The libpoireau library intercepts a small fraction of calls to malloc/calloc/etc., to generate a statistically representative overview of an application's heap footprint. While the interceptor currently only tracks long-lived allocations (e.g., leaks), we plan to also implement guard pages, in the spirit of Electric Fence.

The sampling approach makes it possible to use this library in production with a minimal impact on performance (see the section on Performance overhead), and without any change to code generation, unlike, e.g., LeakSanitizer or Valgrind.

The library's implementation strategy, which offloads most of the complexity to the kernel or an external analysis script, and only overrides the system memory allocator (or any other allocator that already overrides the system malloc) for the few sampled allocations, means the instrumentation is less likely to radically change a program's behaviour. Preloading libpoireau.so is much less invasive than slotting in, e.g., tcmalloc only because one wants to debug allocations. The code base is also much smaller, and easier to audit before dropping a new library in production.

Finally, rather than scanning the heap for references, the poireau.py analysis script merely reports old allocations. For application servers, and other workloads that expect to enter a steady state quickly after startup, that is more useful than only reporting unreachable objects: a slow growth in heap footprint is an issue, even if the culprits are reachable, e.g., in a list that isn't getting cleared when it should be.

■ Excerpted data:
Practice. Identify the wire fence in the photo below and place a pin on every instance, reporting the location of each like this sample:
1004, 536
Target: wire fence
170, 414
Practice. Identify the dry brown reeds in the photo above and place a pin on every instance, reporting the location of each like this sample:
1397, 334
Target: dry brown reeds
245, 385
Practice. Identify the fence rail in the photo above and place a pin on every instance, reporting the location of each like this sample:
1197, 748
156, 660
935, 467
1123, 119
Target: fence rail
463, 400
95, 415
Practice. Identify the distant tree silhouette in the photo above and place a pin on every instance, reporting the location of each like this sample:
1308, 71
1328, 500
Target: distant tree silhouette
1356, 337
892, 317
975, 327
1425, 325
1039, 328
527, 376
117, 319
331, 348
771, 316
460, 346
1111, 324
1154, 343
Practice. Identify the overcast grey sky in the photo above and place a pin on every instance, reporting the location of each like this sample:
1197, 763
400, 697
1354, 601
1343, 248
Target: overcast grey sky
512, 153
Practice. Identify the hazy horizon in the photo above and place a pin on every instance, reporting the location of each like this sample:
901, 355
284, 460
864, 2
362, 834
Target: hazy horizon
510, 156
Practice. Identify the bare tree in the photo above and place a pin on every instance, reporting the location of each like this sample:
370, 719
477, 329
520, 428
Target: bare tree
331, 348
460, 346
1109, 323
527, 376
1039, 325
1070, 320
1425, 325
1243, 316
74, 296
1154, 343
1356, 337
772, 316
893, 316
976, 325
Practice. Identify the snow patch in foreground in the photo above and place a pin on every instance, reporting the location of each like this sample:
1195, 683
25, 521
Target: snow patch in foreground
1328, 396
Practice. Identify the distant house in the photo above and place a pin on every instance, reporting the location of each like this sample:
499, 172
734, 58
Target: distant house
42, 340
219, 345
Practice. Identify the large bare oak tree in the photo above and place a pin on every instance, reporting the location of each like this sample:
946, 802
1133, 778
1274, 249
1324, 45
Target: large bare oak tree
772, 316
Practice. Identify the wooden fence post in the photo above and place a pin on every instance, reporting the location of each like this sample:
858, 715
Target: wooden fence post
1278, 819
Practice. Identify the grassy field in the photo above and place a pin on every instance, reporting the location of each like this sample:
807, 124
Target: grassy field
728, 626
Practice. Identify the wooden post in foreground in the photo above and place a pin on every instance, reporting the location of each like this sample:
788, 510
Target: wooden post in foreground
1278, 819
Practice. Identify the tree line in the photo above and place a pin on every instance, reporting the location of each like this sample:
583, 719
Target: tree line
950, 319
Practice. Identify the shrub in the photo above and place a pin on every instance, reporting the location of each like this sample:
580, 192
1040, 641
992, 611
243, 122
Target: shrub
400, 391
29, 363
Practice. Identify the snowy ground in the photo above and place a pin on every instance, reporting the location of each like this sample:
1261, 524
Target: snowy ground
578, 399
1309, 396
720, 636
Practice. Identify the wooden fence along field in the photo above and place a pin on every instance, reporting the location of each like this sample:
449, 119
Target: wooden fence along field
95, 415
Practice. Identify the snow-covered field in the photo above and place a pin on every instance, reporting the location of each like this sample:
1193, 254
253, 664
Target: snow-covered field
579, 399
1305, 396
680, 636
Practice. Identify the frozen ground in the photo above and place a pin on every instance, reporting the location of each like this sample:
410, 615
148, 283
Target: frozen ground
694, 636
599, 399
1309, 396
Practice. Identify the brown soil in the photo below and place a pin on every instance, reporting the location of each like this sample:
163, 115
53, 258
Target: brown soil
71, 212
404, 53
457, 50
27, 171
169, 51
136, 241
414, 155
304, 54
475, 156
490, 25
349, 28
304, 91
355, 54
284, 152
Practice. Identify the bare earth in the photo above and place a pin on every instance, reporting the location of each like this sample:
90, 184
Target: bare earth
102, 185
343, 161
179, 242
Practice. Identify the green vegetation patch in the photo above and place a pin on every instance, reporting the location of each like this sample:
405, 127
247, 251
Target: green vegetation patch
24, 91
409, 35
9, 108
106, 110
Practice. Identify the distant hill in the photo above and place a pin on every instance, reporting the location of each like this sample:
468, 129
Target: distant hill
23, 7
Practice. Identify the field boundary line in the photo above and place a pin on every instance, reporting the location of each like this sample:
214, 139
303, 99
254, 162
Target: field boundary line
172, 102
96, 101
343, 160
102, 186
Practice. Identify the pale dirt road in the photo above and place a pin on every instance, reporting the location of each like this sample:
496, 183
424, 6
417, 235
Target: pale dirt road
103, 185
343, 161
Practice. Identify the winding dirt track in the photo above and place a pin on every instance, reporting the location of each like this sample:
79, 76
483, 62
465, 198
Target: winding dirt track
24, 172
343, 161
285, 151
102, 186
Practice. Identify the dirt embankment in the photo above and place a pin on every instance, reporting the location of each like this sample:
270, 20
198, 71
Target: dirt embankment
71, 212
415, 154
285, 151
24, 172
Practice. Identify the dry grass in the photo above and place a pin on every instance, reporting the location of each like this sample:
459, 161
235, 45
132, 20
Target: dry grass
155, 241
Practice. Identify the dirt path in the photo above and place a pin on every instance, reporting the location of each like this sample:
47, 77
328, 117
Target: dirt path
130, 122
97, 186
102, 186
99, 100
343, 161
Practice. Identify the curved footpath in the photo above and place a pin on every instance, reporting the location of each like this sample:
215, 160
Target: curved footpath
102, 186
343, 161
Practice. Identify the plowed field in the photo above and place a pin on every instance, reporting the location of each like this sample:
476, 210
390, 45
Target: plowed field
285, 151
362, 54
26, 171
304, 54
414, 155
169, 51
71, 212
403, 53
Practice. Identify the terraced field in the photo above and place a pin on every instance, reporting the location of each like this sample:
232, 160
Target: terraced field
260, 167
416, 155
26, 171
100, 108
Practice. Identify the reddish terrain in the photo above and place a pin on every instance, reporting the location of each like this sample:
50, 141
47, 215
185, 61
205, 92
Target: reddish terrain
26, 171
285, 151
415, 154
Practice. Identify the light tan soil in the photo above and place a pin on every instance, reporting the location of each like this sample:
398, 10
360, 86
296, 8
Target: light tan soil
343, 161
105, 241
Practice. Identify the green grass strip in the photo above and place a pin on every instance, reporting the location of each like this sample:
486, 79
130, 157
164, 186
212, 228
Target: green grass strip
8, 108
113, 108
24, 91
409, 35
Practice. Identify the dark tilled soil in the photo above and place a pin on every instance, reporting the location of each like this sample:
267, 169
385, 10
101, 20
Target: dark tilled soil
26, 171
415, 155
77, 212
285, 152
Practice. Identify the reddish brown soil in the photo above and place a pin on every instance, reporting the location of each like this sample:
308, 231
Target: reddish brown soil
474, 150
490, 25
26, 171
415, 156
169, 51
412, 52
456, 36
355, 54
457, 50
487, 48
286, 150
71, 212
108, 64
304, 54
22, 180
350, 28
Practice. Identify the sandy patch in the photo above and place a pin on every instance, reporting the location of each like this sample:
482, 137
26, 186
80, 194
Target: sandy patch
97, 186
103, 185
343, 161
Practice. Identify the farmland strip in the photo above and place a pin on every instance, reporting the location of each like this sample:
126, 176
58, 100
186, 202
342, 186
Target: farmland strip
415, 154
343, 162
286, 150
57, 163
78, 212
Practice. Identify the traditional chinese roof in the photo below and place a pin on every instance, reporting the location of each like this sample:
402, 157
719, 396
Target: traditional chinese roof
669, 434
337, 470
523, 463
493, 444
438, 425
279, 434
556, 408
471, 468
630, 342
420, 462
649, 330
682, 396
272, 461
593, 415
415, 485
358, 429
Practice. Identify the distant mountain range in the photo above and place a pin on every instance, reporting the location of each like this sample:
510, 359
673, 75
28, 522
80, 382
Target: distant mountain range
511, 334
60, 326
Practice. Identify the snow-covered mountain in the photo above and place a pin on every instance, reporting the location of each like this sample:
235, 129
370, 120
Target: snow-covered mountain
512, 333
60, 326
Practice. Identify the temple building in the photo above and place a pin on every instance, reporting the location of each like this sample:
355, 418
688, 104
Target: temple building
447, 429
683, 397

■ Prompt: Decide whether each statement agrees with the libpoireau text above, answering yes or no and quoting the deciding words: (a) The interceptor currently tracks only long-lived allocations. (b) Using the library requires a change to code generation. (c) The poireau.py analysis script scans the heap for references.

■ Output for this task:
(a) Yes: "the interceptor currently only tracks long-lived allocations (e.g., leaks)"
(b) No: "without any change to code generation"
(c) No: "rather than scanning the heap for references, the poireau.py analysis script merely reports old allocations"